O QUE FAZER:
1. Por favor, copie do excerto, sem alterações, a parte que começa com as palavras que contêm "E digo tudo" e termina em "sua vida sejam.".
2. Segundo o excerto, que acontecimento no futebol leva os jogadores a tocarem-se com todo o à vontade?

EXCERTO PARA LER:
+--

Não é apenas a comunicação oral entre si que o “ser eminentemente social” reprime. Também reprime a comunicação via tacto. Isso está bem patente nas crianças. Não há criança que não faça um esforço para falar com outras crianças. E não há criança que fale sem tocar. E, parece-me, há uma fase em que elas interiorizam que isso não se deve fazer, como se fosse um pecado. Parece-me que aqui está a origem de muitos dos nossos recalcamentos.

Uma cultura assim, tendencialmente individualista, precisa de um acontecimento importante para banir a barreira que isola as pessoas. É a morte do filho, como nos conta a UJM, mas também é o golo no futebol que leva os jogadores a tocarem-se com todo o à vontade, tudo isto sem que haja qualquer ponta de recriminação social. Em termos de tacto, ainda se tolerava que um adulto fizesse uma pequena festa a uma criança. Mas isso já era, sobretudo depois da percepção da pedofilia. E com o fim da obrigação social de salvar os outros, idem, aspas, aspas. Não falar, não tocar, não olhar ..

O que resta neste “ser eminentemente social”, é a vontade de falar com os outros, é a vontade de tocar nos outros.
E digo tudo isto com uma profunda “mea culpa”. Eu que fiquei todo indignado quando um dia, num subúrbio que não conhecia, entrei num café grande, também desconhecido, totalmente vazio, sentei-me num dos seus cantos, e o cliente seguinte, o segundo, no meio de todo aquele espaço vazio, optou por acomodar-se na cadeira que pertencia à mesa que eu ocupava. Passamos a ser dois naquele café enorme. Tudo normal. O anormal estava na minha indignação.

Anónimo disse...

Parecem relatos extraídos de filme tipo Eat, Pray, Love. Fui uma vez de autocarro e uma senhora abeirou-se de mim. Há muita gente em sofrimento atroz, é normal acontecerem encontros assim meia dúzia de vezes na vida de qualquer pessoa, por muito lineares que ela e a sua vida sejam.

+--

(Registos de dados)
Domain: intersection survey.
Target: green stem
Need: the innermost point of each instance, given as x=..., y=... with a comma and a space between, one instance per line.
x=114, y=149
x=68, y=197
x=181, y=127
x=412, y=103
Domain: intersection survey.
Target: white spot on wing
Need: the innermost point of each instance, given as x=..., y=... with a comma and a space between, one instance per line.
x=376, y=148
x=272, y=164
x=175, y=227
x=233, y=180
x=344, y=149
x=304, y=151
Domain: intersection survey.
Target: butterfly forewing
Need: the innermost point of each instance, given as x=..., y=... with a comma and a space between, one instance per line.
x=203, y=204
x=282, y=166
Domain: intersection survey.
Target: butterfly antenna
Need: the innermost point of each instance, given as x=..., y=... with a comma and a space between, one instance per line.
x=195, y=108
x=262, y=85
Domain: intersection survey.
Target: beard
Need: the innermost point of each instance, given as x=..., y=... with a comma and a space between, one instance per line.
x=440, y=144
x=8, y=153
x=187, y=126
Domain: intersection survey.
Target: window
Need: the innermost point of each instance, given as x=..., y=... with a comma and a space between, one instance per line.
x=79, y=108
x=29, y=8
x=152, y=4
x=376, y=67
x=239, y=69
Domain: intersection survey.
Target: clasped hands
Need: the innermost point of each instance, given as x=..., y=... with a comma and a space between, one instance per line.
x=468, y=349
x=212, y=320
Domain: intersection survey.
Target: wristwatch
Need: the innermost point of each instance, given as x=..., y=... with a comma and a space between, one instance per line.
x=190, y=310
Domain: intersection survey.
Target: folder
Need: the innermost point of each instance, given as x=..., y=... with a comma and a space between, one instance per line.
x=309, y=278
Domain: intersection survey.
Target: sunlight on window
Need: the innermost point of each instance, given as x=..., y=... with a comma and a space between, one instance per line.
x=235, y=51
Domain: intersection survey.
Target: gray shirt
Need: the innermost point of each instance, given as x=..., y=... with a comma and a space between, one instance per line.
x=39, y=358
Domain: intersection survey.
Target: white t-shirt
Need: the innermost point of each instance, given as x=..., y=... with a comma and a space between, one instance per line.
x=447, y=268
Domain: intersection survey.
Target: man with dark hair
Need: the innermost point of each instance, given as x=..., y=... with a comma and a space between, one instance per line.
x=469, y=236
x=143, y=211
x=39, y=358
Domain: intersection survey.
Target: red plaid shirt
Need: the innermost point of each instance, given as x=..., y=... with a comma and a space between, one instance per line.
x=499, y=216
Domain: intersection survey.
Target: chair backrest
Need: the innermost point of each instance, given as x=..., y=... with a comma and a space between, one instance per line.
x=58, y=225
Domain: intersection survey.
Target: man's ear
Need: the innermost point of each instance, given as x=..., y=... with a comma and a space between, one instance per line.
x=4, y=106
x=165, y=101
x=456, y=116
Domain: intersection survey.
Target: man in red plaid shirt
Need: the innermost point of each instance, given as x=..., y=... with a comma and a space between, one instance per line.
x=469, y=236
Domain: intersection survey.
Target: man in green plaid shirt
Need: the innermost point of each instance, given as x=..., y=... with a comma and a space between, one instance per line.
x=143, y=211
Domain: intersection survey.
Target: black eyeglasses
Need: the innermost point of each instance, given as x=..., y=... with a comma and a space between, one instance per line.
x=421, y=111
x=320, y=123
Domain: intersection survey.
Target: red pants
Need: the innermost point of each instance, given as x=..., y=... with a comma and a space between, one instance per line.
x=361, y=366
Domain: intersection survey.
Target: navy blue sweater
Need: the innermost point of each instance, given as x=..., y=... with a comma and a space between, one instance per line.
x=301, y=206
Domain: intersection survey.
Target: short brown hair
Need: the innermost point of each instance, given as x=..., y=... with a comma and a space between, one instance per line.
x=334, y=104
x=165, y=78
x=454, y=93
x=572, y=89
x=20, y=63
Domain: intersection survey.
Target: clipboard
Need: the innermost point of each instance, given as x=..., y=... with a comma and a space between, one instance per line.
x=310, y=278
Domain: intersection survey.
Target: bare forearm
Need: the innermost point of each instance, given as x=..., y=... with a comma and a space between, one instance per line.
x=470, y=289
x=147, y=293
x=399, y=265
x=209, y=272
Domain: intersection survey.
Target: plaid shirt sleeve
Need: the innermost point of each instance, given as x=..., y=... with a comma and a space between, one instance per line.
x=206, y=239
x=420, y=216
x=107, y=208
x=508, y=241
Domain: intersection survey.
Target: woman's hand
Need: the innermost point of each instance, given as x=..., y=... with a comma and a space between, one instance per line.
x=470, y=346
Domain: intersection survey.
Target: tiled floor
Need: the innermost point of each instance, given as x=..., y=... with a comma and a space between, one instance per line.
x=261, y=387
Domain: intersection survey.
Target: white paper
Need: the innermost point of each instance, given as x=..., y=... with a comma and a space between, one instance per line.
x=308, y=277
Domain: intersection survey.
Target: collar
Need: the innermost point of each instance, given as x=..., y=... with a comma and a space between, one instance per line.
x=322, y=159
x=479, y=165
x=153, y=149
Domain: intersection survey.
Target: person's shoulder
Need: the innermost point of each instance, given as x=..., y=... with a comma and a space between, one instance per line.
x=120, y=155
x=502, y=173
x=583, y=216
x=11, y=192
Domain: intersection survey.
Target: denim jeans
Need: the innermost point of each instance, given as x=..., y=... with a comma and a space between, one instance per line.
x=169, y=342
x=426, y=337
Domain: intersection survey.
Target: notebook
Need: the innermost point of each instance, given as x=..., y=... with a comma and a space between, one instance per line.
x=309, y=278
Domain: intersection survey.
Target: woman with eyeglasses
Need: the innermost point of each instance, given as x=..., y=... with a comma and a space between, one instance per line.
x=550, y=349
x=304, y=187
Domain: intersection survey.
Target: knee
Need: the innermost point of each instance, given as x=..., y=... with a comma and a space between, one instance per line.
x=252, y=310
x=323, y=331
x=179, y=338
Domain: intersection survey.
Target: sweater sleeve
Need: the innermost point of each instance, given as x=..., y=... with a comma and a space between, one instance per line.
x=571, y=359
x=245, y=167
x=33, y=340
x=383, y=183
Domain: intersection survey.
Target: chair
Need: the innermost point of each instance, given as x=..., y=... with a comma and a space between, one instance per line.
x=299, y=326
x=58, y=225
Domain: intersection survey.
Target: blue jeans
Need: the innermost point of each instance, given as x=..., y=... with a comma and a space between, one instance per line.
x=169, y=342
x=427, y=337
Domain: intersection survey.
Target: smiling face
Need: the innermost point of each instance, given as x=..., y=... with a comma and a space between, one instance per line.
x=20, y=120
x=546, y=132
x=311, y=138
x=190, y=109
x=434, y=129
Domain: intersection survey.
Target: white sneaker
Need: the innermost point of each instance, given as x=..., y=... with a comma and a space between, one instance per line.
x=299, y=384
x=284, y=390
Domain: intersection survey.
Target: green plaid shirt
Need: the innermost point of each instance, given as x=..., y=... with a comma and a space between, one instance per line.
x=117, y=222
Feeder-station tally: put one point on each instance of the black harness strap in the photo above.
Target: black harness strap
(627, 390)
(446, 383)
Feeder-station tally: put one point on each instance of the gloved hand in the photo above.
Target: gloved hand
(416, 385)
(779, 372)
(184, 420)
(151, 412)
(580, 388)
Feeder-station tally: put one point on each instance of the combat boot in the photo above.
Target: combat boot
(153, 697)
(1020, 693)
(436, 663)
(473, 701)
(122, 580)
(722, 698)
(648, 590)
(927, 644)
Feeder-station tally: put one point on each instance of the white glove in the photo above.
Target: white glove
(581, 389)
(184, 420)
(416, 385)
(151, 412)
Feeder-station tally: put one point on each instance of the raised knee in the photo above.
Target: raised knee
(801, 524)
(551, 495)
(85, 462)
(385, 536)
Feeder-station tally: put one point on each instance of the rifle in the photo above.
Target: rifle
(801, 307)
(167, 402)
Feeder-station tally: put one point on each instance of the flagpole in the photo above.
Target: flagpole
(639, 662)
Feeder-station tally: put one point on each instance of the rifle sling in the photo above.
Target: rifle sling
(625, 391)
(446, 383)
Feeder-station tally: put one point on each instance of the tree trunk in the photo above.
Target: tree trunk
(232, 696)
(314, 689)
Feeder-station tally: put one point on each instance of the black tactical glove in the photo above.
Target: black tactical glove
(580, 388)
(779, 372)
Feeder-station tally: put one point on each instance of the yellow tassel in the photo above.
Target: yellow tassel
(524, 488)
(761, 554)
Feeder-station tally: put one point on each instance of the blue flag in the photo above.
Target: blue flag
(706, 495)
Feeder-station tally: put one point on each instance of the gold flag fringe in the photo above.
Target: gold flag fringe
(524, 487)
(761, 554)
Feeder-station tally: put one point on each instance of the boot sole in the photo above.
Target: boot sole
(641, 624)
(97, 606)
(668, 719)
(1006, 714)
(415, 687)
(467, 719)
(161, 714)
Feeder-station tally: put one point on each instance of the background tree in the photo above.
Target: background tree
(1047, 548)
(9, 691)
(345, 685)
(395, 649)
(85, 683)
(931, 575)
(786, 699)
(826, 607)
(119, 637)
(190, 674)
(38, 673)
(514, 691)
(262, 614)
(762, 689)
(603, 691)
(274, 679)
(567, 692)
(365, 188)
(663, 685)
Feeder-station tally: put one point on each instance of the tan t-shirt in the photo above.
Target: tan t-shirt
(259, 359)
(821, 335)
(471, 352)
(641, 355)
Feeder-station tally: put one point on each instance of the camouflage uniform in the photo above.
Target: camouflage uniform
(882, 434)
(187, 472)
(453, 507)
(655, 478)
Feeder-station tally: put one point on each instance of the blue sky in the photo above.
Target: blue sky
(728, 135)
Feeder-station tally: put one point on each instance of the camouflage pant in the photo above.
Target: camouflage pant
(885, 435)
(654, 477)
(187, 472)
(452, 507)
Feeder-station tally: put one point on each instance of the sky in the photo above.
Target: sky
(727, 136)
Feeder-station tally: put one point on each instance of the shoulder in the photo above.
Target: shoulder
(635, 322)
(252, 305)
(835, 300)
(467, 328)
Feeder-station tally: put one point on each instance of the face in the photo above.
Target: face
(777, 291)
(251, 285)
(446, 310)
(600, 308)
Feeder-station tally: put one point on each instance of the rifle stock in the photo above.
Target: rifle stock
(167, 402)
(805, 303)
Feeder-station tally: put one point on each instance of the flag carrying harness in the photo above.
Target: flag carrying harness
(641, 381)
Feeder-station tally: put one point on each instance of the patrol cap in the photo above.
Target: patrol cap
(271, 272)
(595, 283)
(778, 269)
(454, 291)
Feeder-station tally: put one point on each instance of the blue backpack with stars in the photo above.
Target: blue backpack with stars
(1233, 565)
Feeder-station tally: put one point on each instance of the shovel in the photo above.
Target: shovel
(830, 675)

+--

RESPOSTAS:
1.
E digo tudo isto com uma profunda “mea culpa”. Eu que fiquei todo indignado quando um dia, num subúrbio que não conhecia, entrei num café grande, também desconhecido, totalmente vazio, sentei-me num dos seus cantos, e o cliente seguinte, o segundo, no meio de todo aquele espaço vazio, optou por acomodar-se na cadeira que pertencia à mesa que eu ocupava. Passamos a ser dois naquele café enorme. Tudo normal. O anormal estava na minha indignação.

Anónimo disse...

Parecem relatos extraídos de filme tipo Eat, Pray, Love. Fui uma vez de autocarro e uma senhora abeirou-se de mim. Há muita gente em sofrimento atroz, é normal acontecerem encontros assim meia dúzia de vezes na vida de qualquer pessoa, por muito lineares que ela e a sua vida sejam.

2. O golo.